Material for this task
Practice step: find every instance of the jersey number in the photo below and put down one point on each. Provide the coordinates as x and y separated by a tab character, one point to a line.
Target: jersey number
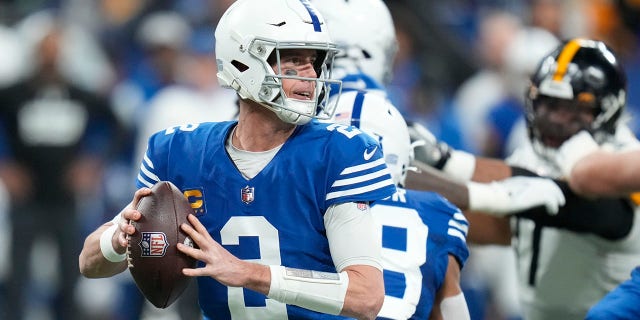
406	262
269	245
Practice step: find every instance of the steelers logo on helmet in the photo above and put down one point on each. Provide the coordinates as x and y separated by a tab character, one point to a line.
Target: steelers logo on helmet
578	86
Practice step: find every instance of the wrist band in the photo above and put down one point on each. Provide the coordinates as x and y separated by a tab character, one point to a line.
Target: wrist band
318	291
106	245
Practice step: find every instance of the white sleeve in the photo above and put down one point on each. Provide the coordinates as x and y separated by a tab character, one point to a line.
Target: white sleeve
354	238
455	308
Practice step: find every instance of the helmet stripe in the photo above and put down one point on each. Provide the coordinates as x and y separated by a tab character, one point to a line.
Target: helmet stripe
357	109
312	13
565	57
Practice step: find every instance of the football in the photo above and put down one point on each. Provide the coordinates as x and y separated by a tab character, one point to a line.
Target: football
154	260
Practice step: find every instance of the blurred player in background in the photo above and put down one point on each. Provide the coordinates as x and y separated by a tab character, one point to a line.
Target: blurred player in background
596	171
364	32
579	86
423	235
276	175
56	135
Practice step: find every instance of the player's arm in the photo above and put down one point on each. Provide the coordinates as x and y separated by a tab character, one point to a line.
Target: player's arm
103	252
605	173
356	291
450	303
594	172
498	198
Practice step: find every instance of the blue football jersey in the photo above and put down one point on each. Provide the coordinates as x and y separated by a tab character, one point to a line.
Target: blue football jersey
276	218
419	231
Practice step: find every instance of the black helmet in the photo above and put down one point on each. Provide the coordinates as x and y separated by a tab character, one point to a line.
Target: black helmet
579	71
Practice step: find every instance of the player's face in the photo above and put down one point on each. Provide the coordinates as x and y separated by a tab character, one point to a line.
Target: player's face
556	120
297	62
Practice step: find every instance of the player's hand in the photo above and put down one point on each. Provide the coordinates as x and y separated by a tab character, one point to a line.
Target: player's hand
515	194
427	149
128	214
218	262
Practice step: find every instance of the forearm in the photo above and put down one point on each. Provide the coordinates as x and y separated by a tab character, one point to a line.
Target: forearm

* * *

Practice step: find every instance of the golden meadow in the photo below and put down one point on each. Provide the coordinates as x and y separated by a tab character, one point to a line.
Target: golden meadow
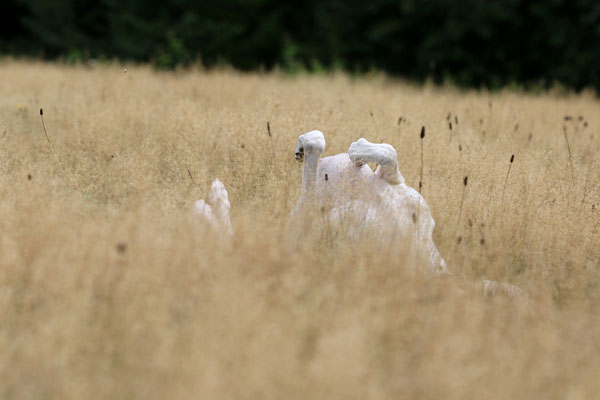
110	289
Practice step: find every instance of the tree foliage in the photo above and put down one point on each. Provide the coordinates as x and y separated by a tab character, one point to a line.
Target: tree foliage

* * *

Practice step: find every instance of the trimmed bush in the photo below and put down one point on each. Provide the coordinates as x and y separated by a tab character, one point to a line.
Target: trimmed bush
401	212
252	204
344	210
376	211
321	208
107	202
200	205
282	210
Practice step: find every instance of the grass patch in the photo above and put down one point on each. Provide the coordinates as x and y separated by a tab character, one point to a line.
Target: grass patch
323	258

What is needed
Return every line in the listing above that contains the string "stripe". Case counts, so a line matches only if it has the string in exactly that capitalization.

Solution to the exercise
Practice step: find every instance of the helmet stripe in the photo above and put down one point on each. Provide the coordinates as x and y separated by a tab character, one point to a line.
Target: helmet stripe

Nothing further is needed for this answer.